Print every entry, word for word, and skip the images.

# EXERCISE DATA
=====

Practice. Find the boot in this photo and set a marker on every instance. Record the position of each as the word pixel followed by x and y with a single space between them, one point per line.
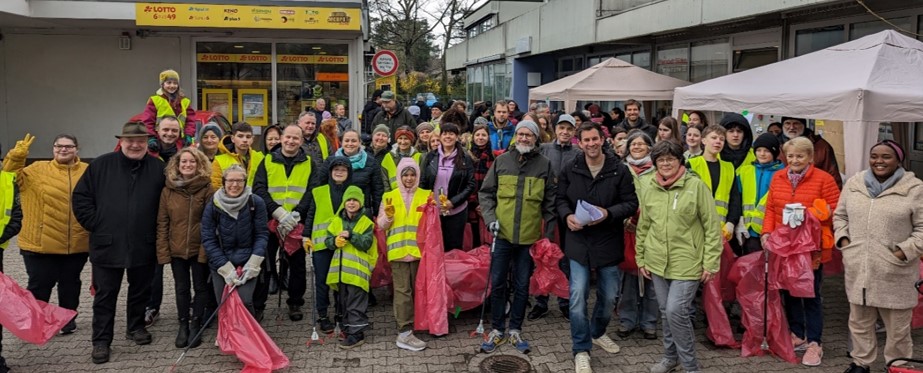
pixel 182 335
pixel 194 325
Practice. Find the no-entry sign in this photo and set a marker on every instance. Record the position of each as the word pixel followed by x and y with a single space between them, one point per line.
pixel 384 63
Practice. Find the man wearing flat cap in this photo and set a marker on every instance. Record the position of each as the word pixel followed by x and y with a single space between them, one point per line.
pixel 116 201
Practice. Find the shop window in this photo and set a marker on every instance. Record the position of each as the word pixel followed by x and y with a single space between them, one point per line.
pixel 861 29
pixel 815 39
pixel 307 72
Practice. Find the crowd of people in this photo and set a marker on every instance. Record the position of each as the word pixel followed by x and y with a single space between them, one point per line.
pixel 646 207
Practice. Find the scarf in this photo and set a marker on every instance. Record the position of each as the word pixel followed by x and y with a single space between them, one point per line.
pixel 876 188
pixel 357 160
pixel 231 205
pixel 795 178
pixel 667 183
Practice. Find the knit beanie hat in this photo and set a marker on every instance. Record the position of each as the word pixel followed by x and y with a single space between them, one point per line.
pixel 768 141
pixel 169 75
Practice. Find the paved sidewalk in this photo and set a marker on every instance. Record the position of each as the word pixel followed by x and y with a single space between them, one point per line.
pixel 550 338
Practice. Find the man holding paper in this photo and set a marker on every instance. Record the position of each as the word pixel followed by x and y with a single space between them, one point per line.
pixel 595 195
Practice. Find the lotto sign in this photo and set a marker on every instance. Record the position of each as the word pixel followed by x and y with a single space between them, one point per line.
pixel 385 63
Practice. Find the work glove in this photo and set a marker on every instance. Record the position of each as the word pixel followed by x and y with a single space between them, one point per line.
pixel 741 232
pixel 793 215
pixel 228 273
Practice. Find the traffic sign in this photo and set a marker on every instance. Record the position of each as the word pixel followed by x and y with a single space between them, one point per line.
pixel 385 63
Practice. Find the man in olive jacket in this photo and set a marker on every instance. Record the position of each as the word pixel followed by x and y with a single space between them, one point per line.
pixel 116 200
pixel 599 179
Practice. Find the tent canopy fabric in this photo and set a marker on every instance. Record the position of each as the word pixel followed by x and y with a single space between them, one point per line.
pixel 610 80
pixel 874 79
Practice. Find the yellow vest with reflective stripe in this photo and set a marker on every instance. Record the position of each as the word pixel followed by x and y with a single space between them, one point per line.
pixel 226 160
pixel 402 236
pixel 391 167
pixel 753 210
pixel 287 190
pixel 164 109
pixel 357 265
pixel 323 212
pixel 723 193
pixel 6 201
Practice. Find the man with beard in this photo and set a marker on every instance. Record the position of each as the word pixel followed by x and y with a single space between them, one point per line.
pixel 516 219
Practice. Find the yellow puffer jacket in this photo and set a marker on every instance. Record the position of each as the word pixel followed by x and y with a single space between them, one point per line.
pixel 48 224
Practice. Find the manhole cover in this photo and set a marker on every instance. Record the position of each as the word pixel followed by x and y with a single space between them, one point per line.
pixel 505 364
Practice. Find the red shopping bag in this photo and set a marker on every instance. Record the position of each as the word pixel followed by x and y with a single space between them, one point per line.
pixel 241 335
pixel 31 320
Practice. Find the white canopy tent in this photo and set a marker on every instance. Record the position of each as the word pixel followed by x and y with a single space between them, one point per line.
pixel 610 80
pixel 878 78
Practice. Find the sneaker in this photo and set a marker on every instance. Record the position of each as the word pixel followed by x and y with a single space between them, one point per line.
pixel 325 325
pixel 582 363
pixel 493 340
pixel 813 355
pixel 151 315
pixel 70 327
pixel 664 366
pixel 353 340
pixel 140 337
pixel 798 343
pixel 607 344
pixel 517 341
pixel 101 354
pixel 410 342
pixel 537 313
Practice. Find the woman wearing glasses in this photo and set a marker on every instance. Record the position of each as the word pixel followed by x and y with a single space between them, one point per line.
pixel 54 246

=====

# TASK ANSWER
Practice. Find the boot in this photo and set a marker on every instance. Record the position of each as the word pixel followed by x and y with a single space between them, one point per line.
pixel 182 335
pixel 194 325
Practice. Find the no-entry sign in this photo and set a marker on every instance. Record the position of each as the word pixel followed by x and y with a single space between them, one point per line.
pixel 384 63
Practice. Find the man wearing flat cap in this photo and set a marker on every instance. Record the position of each as the word pixel followed by x and y with a single space between them, one point per line.
pixel 116 201
Practice. Find the shop window in this photo and set a marker on every instance. Record the position of each as the word pixel followed by x and y with a single space between them, one point per line.
pixel 861 29
pixel 815 39
pixel 307 72
Practice. Find the crowd of people in this photo and set a marker on every instance. Record the position of each as the word pixel followed by x and y with a single space between them, one point per line.
pixel 646 207
Practice. Find the scarf in this photo and set a marker on every instance. Record the position of each as the word pixel followed by x and y with a single space between them, one point per line.
pixel 876 188
pixel 357 160
pixel 231 205
pixel 795 178
pixel 667 183
Practice. Find the knit beanie hat in this photo and set a marker on every instance. Record the position of each as the word pixel followed by x and y with a single space between them, one point per line.
pixel 768 141
pixel 169 75
Practice. Find the paved sidewalk in this photo and set a marker on every instance. Record the position of each as the word pixel followed by x and y with a single space between them, one point per line.
pixel 550 338
Practice. Find the man holding paper in this photo and set a marker on every instance. Record the position of each as the word pixel followed by x and y with a single space between them, one point per line.
pixel 595 195
Practice. Find the lotto sign in this photo and set a marker on every instance. Record the position of each as the word pixel followed by x and y with a single space between them, one point per line.
pixel 385 63
Practice. Find the work glove in this photo and set a marker on every instance. Record the position of each as the word pixel followed by x and y with a single space between them, one point per line.
pixel 741 232
pixel 793 215
pixel 228 273
Practice. Find the traffic sign in this photo and set a marker on every instance. Record the position of each as the word pixel followed by x and y with a single space between them, one point per line.
pixel 385 63
Practice. Find the man in olive jacket in this photo and set a marker on every instance. Record the position of each as the word pixel followed by x and y with a single space between them, one point per line.
pixel 116 200
pixel 599 179
Practice. Find the tent canopy fabric in this photo and set a marker on every instance. Record the position of each as the word pixel followed by x and y with a single space between them, one point per line.
pixel 610 80
pixel 874 79
Practice. Find the yellow vest with reflective stripe in this photo and set a marker on every instance. Record the position of each as the word pixel followed by x and y with a single space between them, one point per line.
pixel 226 160
pixel 402 236
pixel 391 167
pixel 753 210
pixel 287 190
pixel 164 109
pixel 357 265
pixel 323 212
pixel 723 193
pixel 6 201
Practice. Find the man with beard in this photo and set a marker on every instance. Record the position of each as the word pixel followed by x and y with a single space between them, one point per line.
pixel 516 219
Practice. Find the yellow puffer jacket in this photo and set a marker on every instance. Record the position of each as the word pixel followed by x and y with a single space between them, one point per line.
pixel 48 224
Practice. Find the manhole cover in this photo and set a marker on every instance. Record the position of each as the word pixel followed by x and y with a single space between them, one point per line.
pixel 505 364
Practice. Find the red shopping bag in this photo and set a marker on every instance. Record the position of each as the word pixel followed by x and y with a single space between them, one point per line.
pixel 241 335
pixel 31 320
Practice. Find the white canopy tent in this photo and set a marker on every instance. Record the position of each as the word pixel followed by x and y with a single space between them, one point per line.
pixel 610 80
pixel 878 78
Practice. Find the sneaker in this photo and set a marker on every instance. Record the position of each as the word pixel followed by x and y with a single space between them, one point per line.
pixel 325 325
pixel 582 363
pixel 493 340
pixel 813 355
pixel 151 315
pixel 70 327
pixel 664 366
pixel 353 340
pixel 140 337
pixel 798 343
pixel 607 344
pixel 517 341
pixel 101 354
pixel 410 342
pixel 537 313
Practice. Find the woman wearing glasses in this photo and set a marker on every instance. Record the position of each as the word pixel followed by x and y with a single space between them, one point per line.
pixel 54 246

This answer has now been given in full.